== Extract provided ==
####
Thanks Yaron, Paul, David, Yoav, and Scott for your input on the draft and
the issues it addresses.

The main concern so far has been the TDES-CBC encryption guidance.  I was
unable to find a reference that gives a good treatment of attacks on
64-bit block ciphers used at and beyond the birthday bound, so I wrote one
up; it is online at <http://eprint.iacr.org/2012/623>.  What is most
relevant to TDES-CBC are Sections 2 and 4.   Table 1 shows  the expected
number of bits leaked by TDES-CBC (the w=64 row) with that of AES-CBC (the
w=128 row) for comparison.  The security benefits of AES, and the risks of
over-used TDES, clearly warrant some deprecation of TDES.

Several folks have made the valid points that interoperability with
pre-2003 implementations requires TDES-CBC encryption, and that TDES-CBC
can  provide security if it protects low-volume traffic.  I propose
putting TDES-CBC as a MAY- implement, and adding the following text to the
Usage Guidance section: "IPsec implementations from before 2003 will not
support AES-CBC encryption.  New implementations that aim to interoperate
with these earlier implementations will need Triple-DES CBC encryption.
However, AES-GCM and AES-CBC provide significantly stronger
confidentiality, and SHOULD be used instead of TDES-CBC whenever possible.
 AES-CCM and AES-CTR also provide stronger confidentiality than TDES.
When TDES is used, it SHOULD NOT encrypt more than 50 Megabytes of data
with a single key; otherwise, it may start to leak information about
plaintexts to attackers [citation]."  In my opinion "MAY-" is better than
"MAY" because TDES is and should be on a clear path to retirement, and if
history is any guide, the ESP requirements won't be updated again until
2019.  But as this is intended to be a standards track document, I will
defer to the opinion of the group.

It may be useful to also add specific guidance that IKE proposals should
put AES before TDES, since that policy achieves the goals of using AES
when possible and TDES when it is the only option.  This touches on the
general issue of the evolution of crypto requirements, and it would make
sense to define a category of "use only for backwards compatibility"
algorithms and key sizes.  What do you think, would this make things more
or less clear to implementers and users of IPsec?
####
[Region outline entries]
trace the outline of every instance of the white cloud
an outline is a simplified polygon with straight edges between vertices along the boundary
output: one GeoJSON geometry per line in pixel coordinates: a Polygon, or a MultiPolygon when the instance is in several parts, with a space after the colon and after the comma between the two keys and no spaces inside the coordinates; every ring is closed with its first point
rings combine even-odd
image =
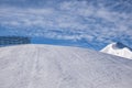
{"type": "Polygon", "coordinates": [[[132,13],[111,11],[102,3],[97,8],[87,1],[64,1],[57,6],[37,9],[0,8],[0,24],[15,29],[18,34],[23,32],[30,36],[96,38],[106,43],[124,34],[132,38],[132,13]]]}

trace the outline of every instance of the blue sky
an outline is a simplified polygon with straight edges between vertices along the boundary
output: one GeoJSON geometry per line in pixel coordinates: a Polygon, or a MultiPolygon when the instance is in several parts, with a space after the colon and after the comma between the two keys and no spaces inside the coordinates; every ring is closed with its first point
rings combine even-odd
{"type": "Polygon", "coordinates": [[[0,0],[0,35],[100,50],[132,47],[132,0],[0,0]]]}

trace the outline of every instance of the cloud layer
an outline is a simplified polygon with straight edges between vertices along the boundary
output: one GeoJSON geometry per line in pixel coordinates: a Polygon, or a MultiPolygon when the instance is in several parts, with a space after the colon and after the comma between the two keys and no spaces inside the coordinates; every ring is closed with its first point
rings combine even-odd
{"type": "Polygon", "coordinates": [[[116,2],[112,0],[109,2],[106,0],[57,0],[45,2],[44,6],[46,7],[2,6],[0,8],[0,35],[85,40],[95,46],[113,41],[120,41],[127,45],[132,43],[130,0],[116,2]]]}

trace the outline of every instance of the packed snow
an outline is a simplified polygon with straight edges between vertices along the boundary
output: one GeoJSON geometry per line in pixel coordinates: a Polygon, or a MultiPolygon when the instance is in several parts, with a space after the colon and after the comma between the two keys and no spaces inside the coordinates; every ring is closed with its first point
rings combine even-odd
{"type": "Polygon", "coordinates": [[[132,61],[79,47],[0,47],[0,88],[132,88],[132,61]]]}
{"type": "Polygon", "coordinates": [[[101,52],[132,59],[132,48],[122,43],[109,44],[101,52]]]}

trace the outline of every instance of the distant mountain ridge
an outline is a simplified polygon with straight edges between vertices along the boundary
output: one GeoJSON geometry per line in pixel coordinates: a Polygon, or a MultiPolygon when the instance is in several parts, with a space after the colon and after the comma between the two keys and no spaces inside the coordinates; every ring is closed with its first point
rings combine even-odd
{"type": "Polygon", "coordinates": [[[132,48],[120,42],[111,43],[100,52],[132,59],[132,48]]]}

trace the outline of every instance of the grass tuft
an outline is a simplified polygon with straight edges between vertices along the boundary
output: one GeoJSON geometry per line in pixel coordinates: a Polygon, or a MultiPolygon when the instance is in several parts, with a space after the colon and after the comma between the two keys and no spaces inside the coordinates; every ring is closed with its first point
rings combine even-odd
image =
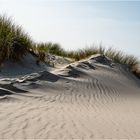
{"type": "Polygon", "coordinates": [[[111,58],[114,62],[127,65],[129,70],[140,78],[140,62],[133,55],[126,55],[122,51],[102,45],[86,47],[76,51],[65,51],[56,43],[34,43],[29,35],[22,30],[21,26],[15,25],[11,18],[0,16],[0,64],[5,60],[19,61],[28,52],[45,61],[46,54],[54,54],[69,57],[79,61],[94,54],[101,54],[111,58]]]}
{"type": "Polygon", "coordinates": [[[20,60],[31,46],[32,41],[22,27],[11,18],[0,16],[0,64],[5,60],[20,60]]]}

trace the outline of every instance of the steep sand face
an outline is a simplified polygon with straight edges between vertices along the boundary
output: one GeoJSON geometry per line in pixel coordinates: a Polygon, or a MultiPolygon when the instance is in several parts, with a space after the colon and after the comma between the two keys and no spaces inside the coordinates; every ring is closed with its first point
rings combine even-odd
{"type": "Polygon", "coordinates": [[[140,81],[104,56],[0,82],[0,138],[140,138],[140,81]]]}

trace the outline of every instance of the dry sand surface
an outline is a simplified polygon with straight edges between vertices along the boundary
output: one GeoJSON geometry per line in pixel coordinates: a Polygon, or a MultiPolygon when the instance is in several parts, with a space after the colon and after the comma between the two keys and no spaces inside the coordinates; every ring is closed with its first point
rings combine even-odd
{"type": "Polygon", "coordinates": [[[8,65],[0,74],[0,139],[140,138],[140,80],[126,67],[100,55],[59,69],[27,64],[22,75],[8,65]]]}

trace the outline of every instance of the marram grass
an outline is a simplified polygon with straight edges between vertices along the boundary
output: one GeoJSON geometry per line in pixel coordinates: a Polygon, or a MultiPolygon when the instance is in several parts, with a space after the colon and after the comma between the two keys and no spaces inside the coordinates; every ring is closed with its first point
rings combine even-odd
{"type": "Polygon", "coordinates": [[[5,60],[19,61],[28,52],[35,54],[39,61],[45,61],[47,53],[69,57],[75,61],[88,58],[94,54],[102,54],[114,62],[128,66],[129,70],[140,78],[140,62],[133,55],[127,55],[113,48],[105,49],[101,45],[76,51],[66,51],[56,43],[35,43],[23,31],[22,27],[13,23],[11,18],[0,16],[0,64],[5,60]]]}
{"type": "Polygon", "coordinates": [[[31,46],[32,40],[20,26],[15,25],[11,18],[0,16],[0,63],[22,59],[31,46]]]}

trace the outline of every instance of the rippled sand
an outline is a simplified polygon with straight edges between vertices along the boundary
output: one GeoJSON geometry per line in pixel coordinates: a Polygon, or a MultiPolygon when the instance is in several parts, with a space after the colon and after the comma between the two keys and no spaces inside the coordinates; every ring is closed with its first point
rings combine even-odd
{"type": "Polygon", "coordinates": [[[0,87],[0,139],[140,138],[140,80],[104,56],[0,87]]]}

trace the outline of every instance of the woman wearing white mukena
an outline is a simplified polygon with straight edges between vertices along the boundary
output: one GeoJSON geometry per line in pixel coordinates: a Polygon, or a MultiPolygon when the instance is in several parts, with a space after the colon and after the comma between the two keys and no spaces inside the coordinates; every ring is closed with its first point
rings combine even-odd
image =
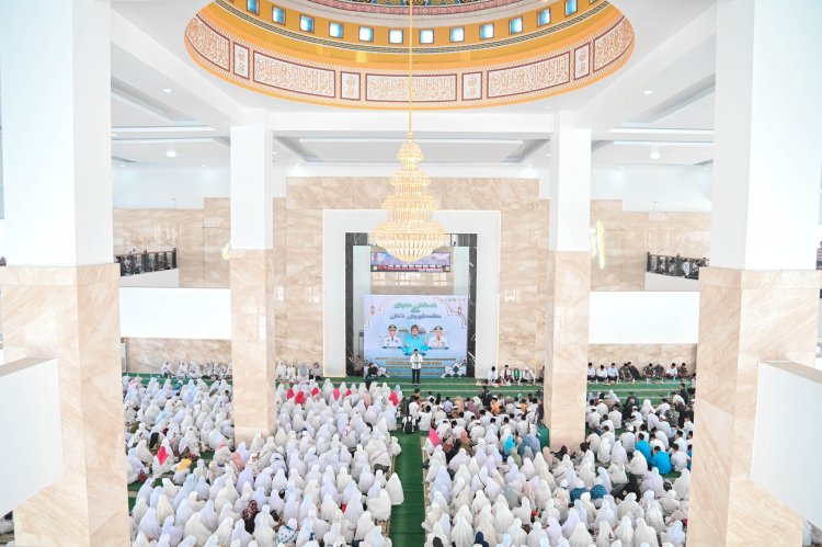
{"type": "Polygon", "coordinates": [[[420,371],[422,369],[422,355],[420,355],[420,352],[418,350],[414,350],[414,353],[411,354],[411,357],[408,360],[409,363],[411,363],[411,384],[420,384],[420,371]]]}

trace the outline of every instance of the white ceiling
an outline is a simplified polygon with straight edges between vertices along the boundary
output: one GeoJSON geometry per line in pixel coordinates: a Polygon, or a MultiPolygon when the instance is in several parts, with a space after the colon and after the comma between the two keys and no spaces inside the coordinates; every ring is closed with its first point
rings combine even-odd
{"type": "MultiPolygon", "coordinates": [[[[396,162],[406,130],[402,113],[277,100],[199,69],[184,50],[182,36],[206,3],[112,0],[114,166],[227,166],[228,128],[243,116],[260,115],[252,109],[271,115],[275,163],[396,162]],[[176,156],[168,157],[169,150],[176,156]]],[[[626,67],[586,89],[548,100],[420,113],[415,128],[425,161],[546,168],[552,114],[574,110],[594,127],[596,166],[710,162],[713,1],[613,3],[637,32],[636,52],[626,67]],[[615,143],[630,140],[643,144],[615,143]],[[654,150],[658,159],[651,158],[654,150]]]]}

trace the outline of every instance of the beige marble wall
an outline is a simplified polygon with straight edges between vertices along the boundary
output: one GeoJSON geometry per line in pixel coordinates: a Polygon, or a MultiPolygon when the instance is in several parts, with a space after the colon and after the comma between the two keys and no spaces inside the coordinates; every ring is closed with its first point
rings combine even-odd
{"type": "Polygon", "coordinates": [[[696,367],[696,344],[591,344],[587,360],[595,365],[617,366],[630,361],[637,368],[648,363],[670,365],[685,363],[692,373],[696,367]]]}
{"type": "MultiPolygon", "coordinates": [[[[274,200],[277,358],[322,360],[322,210],[376,209],[390,191],[384,178],[292,178],[287,197],[274,200]]],[[[549,216],[538,181],[434,179],[431,192],[443,208],[501,212],[499,360],[538,371],[546,347],[549,216]]],[[[176,246],[182,286],[228,287],[230,266],[221,258],[230,240],[228,198],[206,198],[203,210],[124,209],[115,210],[114,218],[116,251],[176,246]]],[[[606,260],[602,270],[596,259],[591,262],[592,290],[641,290],[649,250],[708,252],[708,214],[626,213],[619,201],[594,201],[592,226],[597,220],[605,230],[606,260]]],[[[450,289],[425,287],[427,293],[438,290],[450,289]]]]}
{"type": "Polygon", "coordinates": [[[115,209],[114,253],[176,248],[181,287],[228,287],[229,201],[207,197],[203,209],[115,209]]]}
{"type": "Polygon", "coordinates": [[[285,303],[286,276],[286,206],[285,197],[274,198],[274,353],[285,354],[288,341],[288,308],[285,303]]]}
{"type": "Polygon", "coordinates": [[[631,213],[620,201],[591,202],[591,227],[601,223],[605,263],[591,262],[591,290],[643,290],[648,252],[707,257],[710,213],[631,213]]]}
{"type": "Polygon", "coordinates": [[[585,440],[590,269],[585,251],[548,252],[545,423],[555,449],[585,440]]]}
{"type": "Polygon", "coordinates": [[[159,373],[169,360],[176,369],[180,361],[231,361],[230,340],[183,340],[169,338],[126,338],[126,369],[129,373],[159,373]]]}
{"type": "Polygon", "coordinates": [[[231,251],[235,437],[274,432],[274,251],[231,251]]]}
{"type": "MultiPolygon", "coordinates": [[[[231,204],[206,197],[203,209],[203,281],[206,287],[228,287],[229,264],[222,250],[231,241],[231,204]]],[[[182,273],[182,272],[181,272],[182,273]]]]}
{"type": "MultiPolygon", "coordinates": [[[[57,357],[64,476],[14,510],[18,545],[128,545],[119,271],[0,269],[4,360],[57,357]]],[[[24,448],[24,447],[23,447],[24,448]]]]}
{"type": "Polygon", "coordinates": [[[699,274],[688,545],[800,545],[801,517],[756,487],[750,471],[760,362],[813,366],[820,274],[717,267],[699,274]]]}

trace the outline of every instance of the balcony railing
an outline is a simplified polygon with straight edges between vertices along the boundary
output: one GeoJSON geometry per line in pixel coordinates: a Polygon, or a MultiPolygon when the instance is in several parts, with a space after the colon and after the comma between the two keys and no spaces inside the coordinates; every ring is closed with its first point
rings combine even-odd
{"type": "Polygon", "coordinates": [[[648,263],[646,272],[660,275],[671,275],[672,277],[685,277],[687,280],[698,280],[699,269],[708,265],[708,259],[692,259],[688,257],[669,257],[665,254],[648,253],[648,263]]]}
{"type": "Polygon", "coordinates": [[[115,254],[119,264],[119,276],[138,275],[176,269],[176,249],[171,251],[142,251],[141,253],[115,254]]]}

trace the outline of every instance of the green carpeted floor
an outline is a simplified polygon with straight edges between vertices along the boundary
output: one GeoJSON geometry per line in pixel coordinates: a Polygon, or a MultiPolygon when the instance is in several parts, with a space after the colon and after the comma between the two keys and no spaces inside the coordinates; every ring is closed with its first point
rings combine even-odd
{"type": "Polygon", "coordinates": [[[420,437],[422,433],[407,435],[395,432],[393,435],[402,447],[402,453],[395,463],[395,472],[402,482],[406,500],[391,509],[390,537],[392,547],[421,547],[425,543],[425,531],[422,522],[425,520],[425,501],[422,485],[422,451],[420,437]]]}

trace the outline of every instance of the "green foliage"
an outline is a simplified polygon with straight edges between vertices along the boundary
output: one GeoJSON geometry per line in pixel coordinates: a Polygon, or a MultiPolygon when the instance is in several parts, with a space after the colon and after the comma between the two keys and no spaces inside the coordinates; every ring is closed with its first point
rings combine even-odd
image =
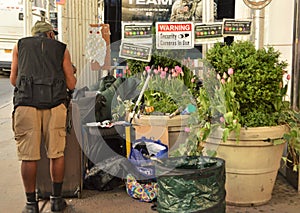
{"type": "Polygon", "coordinates": [[[191,103],[196,94],[197,77],[190,70],[190,60],[185,59],[185,51],[155,49],[149,63],[127,60],[127,77],[141,78],[144,85],[150,67],[154,67],[151,80],[144,92],[144,103],[153,106],[155,113],[173,113],[191,103]],[[174,75],[174,70],[180,68],[180,75],[174,75]],[[146,72],[146,69],[147,72],[146,72]],[[166,76],[161,73],[166,71],[166,76]]]}
{"type": "MultiPolygon", "coordinates": [[[[255,49],[250,41],[216,44],[206,56],[215,71],[223,76],[234,70],[231,91],[238,106],[238,121],[242,126],[273,126],[285,93],[282,93],[282,71],[286,62],[279,61],[280,52],[273,47],[255,49]]],[[[225,102],[228,104],[229,102],[225,102]]]]}
{"type": "Polygon", "coordinates": [[[199,96],[200,115],[205,120],[201,140],[205,141],[217,125],[224,129],[226,141],[231,131],[238,139],[241,127],[285,124],[289,133],[274,144],[287,142],[290,163],[294,169],[299,167],[300,113],[284,99],[287,85],[283,86],[283,70],[287,63],[279,58],[280,52],[273,47],[256,50],[250,41],[230,46],[218,43],[209,49],[205,61],[208,72],[199,96]]]}

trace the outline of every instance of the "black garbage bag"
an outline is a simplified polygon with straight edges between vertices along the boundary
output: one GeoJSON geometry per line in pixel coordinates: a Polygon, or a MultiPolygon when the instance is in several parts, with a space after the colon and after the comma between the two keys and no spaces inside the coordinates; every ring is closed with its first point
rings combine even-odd
{"type": "Polygon", "coordinates": [[[158,212],[225,212],[223,159],[204,156],[161,159],[155,171],[158,212]]]}

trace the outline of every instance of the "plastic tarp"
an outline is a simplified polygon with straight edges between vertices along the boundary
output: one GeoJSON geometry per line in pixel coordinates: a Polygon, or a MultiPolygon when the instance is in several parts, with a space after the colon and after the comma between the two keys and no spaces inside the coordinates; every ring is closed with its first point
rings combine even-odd
{"type": "Polygon", "coordinates": [[[155,167],[158,212],[225,212],[223,159],[185,156],[161,161],[155,167]]]}

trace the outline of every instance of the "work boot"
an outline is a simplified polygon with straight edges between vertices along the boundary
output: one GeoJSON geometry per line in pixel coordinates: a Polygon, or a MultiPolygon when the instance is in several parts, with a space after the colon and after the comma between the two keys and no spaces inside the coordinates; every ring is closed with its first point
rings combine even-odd
{"type": "Polygon", "coordinates": [[[22,213],[39,213],[38,202],[26,202],[22,213]]]}
{"type": "Polygon", "coordinates": [[[50,196],[51,212],[62,212],[66,207],[67,203],[62,197],[50,196]]]}

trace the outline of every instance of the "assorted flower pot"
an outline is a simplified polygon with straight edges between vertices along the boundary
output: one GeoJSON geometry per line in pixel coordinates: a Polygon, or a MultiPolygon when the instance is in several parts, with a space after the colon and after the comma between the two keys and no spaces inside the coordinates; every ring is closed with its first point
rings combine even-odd
{"type": "Polygon", "coordinates": [[[227,204],[255,206],[271,199],[285,147],[276,141],[287,131],[285,125],[242,128],[239,141],[231,134],[225,142],[221,129],[212,132],[205,149],[216,150],[217,157],[226,162],[227,204]]]}

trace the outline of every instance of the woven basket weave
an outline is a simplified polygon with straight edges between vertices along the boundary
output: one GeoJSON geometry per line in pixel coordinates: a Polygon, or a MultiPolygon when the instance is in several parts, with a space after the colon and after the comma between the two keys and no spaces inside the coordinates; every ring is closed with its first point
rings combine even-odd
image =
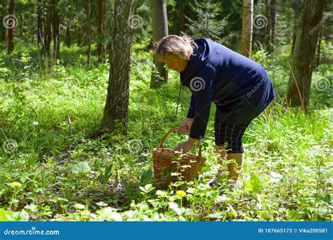
{"type": "Polygon", "coordinates": [[[186,182],[193,180],[198,176],[206,161],[206,159],[202,155],[200,141],[198,156],[190,153],[181,154],[179,152],[176,152],[174,149],[163,147],[169,134],[177,129],[178,128],[175,128],[167,132],[162,138],[159,147],[152,149],[154,175],[161,188],[166,188],[170,182],[174,182],[180,180],[186,182]],[[171,173],[179,174],[171,176],[171,173]]]}

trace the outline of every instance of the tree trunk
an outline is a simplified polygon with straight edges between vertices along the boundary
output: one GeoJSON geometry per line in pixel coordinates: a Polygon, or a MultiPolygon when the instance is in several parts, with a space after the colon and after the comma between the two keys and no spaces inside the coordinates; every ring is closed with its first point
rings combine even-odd
{"type": "Polygon", "coordinates": [[[58,1],[53,0],[53,55],[54,59],[58,59],[60,52],[60,17],[58,10],[58,1]]]}
{"type": "Polygon", "coordinates": [[[128,23],[134,0],[115,0],[107,95],[102,127],[126,134],[128,121],[132,29],[128,23]],[[119,126],[120,125],[120,126],[119,126]]]}
{"type": "Polygon", "coordinates": [[[103,61],[105,57],[105,49],[104,49],[104,41],[103,41],[103,35],[104,35],[104,29],[105,29],[105,24],[104,24],[104,18],[105,18],[105,3],[104,0],[98,0],[98,22],[97,25],[97,33],[98,36],[98,44],[97,46],[97,52],[98,53],[98,62],[103,61]]]}
{"type": "Polygon", "coordinates": [[[296,35],[297,34],[299,25],[299,13],[295,11],[294,15],[294,30],[292,32],[292,54],[294,52],[294,48],[295,47],[296,35]]]}
{"type": "Polygon", "coordinates": [[[276,0],[266,0],[267,15],[267,50],[270,53],[273,52],[275,40],[276,28],[276,0]]]}
{"type": "MultiPolygon", "coordinates": [[[[8,54],[11,54],[14,51],[14,29],[15,25],[17,24],[15,22],[15,18],[14,16],[14,8],[15,8],[15,0],[11,0],[9,1],[9,12],[8,14],[13,17],[11,20],[14,21],[11,22],[11,26],[8,25],[8,54]],[[13,23],[13,24],[11,24],[13,23]]],[[[10,22],[8,21],[8,22],[10,22]]]]}
{"type": "MultiPolygon", "coordinates": [[[[1,19],[4,19],[5,15],[7,15],[7,11],[6,9],[6,8],[4,8],[1,10],[0,14],[1,14],[1,19]]],[[[4,24],[1,24],[0,22],[0,41],[6,41],[6,34],[7,32],[7,29],[6,29],[5,26],[4,24]]]]}
{"type": "Polygon", "coordinates": [[[90,66],[91,62],[91,1],[88,0],[88,5],[86,9],[87,18],[88,18],[88,23],[87,23],[87,32],[88,32],[88,52],[87,52],[87,58],[86,58],[86,64],[88,66],[90,66]]]}
{"type": "Polygon", "coordinates": [[[68,23],[66,27],[66,36],[65,38],[65,41],[66,43],[66,46],[68,48],[70,48],[70,46],[72,45],[72,39],[70,37],[70,24],[68,23]]]}
{"type": "Polygon", "coordinates": [[[319,65],[320,64],[321,43],[324,37],[324,29],[325,29],[325,24],[323,23],[322,25],[320,26],[320,29],[319,30],[319,38],[318,38],[318,43],[317,44],[317,53],[315,55],[315,67],[319,66],[319,65]]]}
{"type": "Polygon", "coordinates": [[[43,0],[37,2],[37,42],[41,45],[43,42],[43,0]]]}
{"type": "Polygon", "coordinates": [[[286,103],[306,109],[309,102],[313,62],[326,0],[306,0],[297,31],[286,103]]]}
{"type": "MultiPolygon", "coordinates": [[[[154,42],[156,42],[169,34],[166,3],[166,0],[151,0],[151,5],[152,39],[154,42]]],[[[161,83],[168,81],[168,71],[165,68],[164,64],[158,62],[155,57],[153,57],[152,61],[154,62],[154,68],[156,68],[157,72],[152,71],[150,88],[157,87],[161,83]],[[161,77],[162,79],[161,79],[161,77]]]]}
{"type": "Polygon", "coordinates": [[[249,58],[252,49],[253,0],[243,0],[241,54],[249,58]]]}

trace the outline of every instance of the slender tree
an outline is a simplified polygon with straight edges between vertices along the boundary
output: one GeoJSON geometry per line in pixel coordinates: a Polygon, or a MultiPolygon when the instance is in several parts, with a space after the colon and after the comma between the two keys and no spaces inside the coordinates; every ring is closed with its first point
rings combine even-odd
{"type": "Polygon", "coordinates": [[[275,41],[276,0],[266,0],[267,39],[268,52],[272,53],[275,41]]]}
{"type": "Polygon", "coordinates": [[[43,0],[37,1],[37,42],[43,41],[43,0]]]}
{"type": "Polygon", "coordinates": [[[88,4],[86,6],[86,14],[87,14],[87,33],[88,33],[88,51],[87,51],[87,58],[86,64],[88,66],[90,66],[91,56],[91,0],[88,0],[88,4]]]}
{"type": "Polygon", "coordinates": [[[59,56],[60,53],[60,16],[59,11],[58,9],[58,0],[53,0],[52,5],[53,7],[53,56],[54,59],[57,59],[59,56]]]}
{"type": "Polygon", "coordinates": [[[105,56],[105,47],[103,42],[103,35],[105,29],[105,0],[98,0],[98,17],[97,23],[97,34],[98,36],[97,52],[98,54],[98,62],[100,62],[105,56]]]}
{"type": "MultiPolygon", "coordinates": [[[[15,0],[9,1],[9,15],[14,15],[15,0]]],[[[12,19],[14,20],[13,19],[12,19]]],[[[15,20],[14,20],[15,22],[15,20]]],[[[8,54],[14,51],[14,29],[15,22],[12,22],[13,25],[8,29],[8,54]]]]}
{"type": "Polygon", "coordinates": [[[286,103],[306,109],[309,102],[313,62],[326,0],[306,0],[292,54],[286,103]]]}
{"type": "Polygon", "coordinates": [[[52,41],[52,22],[53,17],[53,0],[49,0],[46,1],[46,15],[45,16],[45,35],[44,35],[44,44],[43,44],[43,52],[45,55],[50,54],[50,46],[52,41]]]}
{"type": "Polygon", "coordinates": [[[117,128],[124,133],[128,120],[131,46],[131,20],[134,0],[115,0],[111,36],[110,75],[102,127],[117,128]]]}
{"type": "Polygon", "coordinates": [[[249,57],[252,49],[253,0],[243,0],[241,54],[249,57]]]}
{"type": "MultiPolygon", "coordinates": [[[[168,19],[166,15],[166,0],[151,0],[152,20],[152,39],[155,42],[158,41],[168,33],[168,19]]],[[[159,62],[153,57],[152,61],[157,72],[152,72],[150,88],[155,88],[162,82],[168,81],[168,71],[163,62],[159,62]],[[160,78],[162,79],[160,80],[160,78]]]]}

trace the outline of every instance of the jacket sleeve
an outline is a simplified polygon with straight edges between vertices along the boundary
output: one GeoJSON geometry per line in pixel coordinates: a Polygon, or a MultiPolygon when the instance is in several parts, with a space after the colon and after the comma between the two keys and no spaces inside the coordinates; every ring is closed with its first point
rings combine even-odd
{"type": "Polygon", "coordinates": [[[188,108],[188,112],[187,118],[192,119],[195,116],[195,96],[193,94],[191,95],[191,101],[190,103],[190,107],[188,108]]]}
{"type": "Polygon", "coordinates": [[[190,81],[190,89],[195,104],[194,119],[189,135],[192,138],[200,139],[204,137],[211,110],[214,79],[214,69],[205,66],[190,81]]]}

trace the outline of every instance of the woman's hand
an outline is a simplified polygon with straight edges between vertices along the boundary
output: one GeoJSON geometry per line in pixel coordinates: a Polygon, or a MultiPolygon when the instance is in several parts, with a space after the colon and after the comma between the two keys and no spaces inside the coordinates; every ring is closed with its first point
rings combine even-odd
{"type": "Polygon", "coordinates": [[[186,118],[181,124],[181,126],[178,128],[177,131],[181,133],[190,133],[191,130],[191,126],[193,123],[193,119],[186,118]]]}
{"type": "Polygon", "coordinates": [[[181,143],[178,145],[174,150],[181,152],[183,150],[183,153],[185,154],[192,149],[195,142],[197,142],[198,140],[192,138],[190,137],[188,138],[188,140],[185,141],[183,143],[181,143]]]}

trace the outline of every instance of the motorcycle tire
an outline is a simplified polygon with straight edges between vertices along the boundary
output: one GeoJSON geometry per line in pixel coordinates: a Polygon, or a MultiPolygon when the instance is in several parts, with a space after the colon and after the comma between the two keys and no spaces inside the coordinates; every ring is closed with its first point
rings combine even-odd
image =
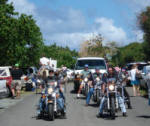
{"type": "Polygon", "coordinates": [[[54,105],[53,104],[49,104],[48,105],[48,119],[50,121],[54,121],[55,116],[54,116],[54,105]]]}
{"type": "Polygon", "coordinates": [[[115,98],[112,97],[110,102],[111,102],[110,116],[111,116],[111,119],[115,119],[115,98]]]}

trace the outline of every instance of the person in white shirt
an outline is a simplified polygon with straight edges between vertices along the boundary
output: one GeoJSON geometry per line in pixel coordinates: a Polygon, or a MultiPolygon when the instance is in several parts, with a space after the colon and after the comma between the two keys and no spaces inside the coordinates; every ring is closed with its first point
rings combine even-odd
{"type": "Polygon", "coordinates": [[[133,65],[132,69],[131,69],[131,85],[133,86],[133,96],[140,96],[140,82],[139,80],[136,78],[136,74],[139,73],[139,70],[137,69],[137,65],[133,65]]]}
####
== Short problem ==
Return the stretch of the message on TDES-CBC encryption guidance from "The main concern" through "deprecation of TDES.", copied word for word.

== Written solution ==
The main concern so far has been the TDES-CBC encryption guidance.  I was
unable to find a reference that gives a good treatment of attacks on
64-bit block ciphers used at and beyond the birthday bound, so I wrote one
up; it is online at <http://eprint.iacr.org/2012/623>.  What is most
relevant to TDES-CBC are Sections 2 and 4.   Table 1 shows  the expected
number of bits leaked by TDES-CBC (the w=64 row) with that of AES-CBC (the
w=128 row) for comparison.  The security benefits of AES, and the risks of
over-used TDES, clearly warrant some deprecation of TDES.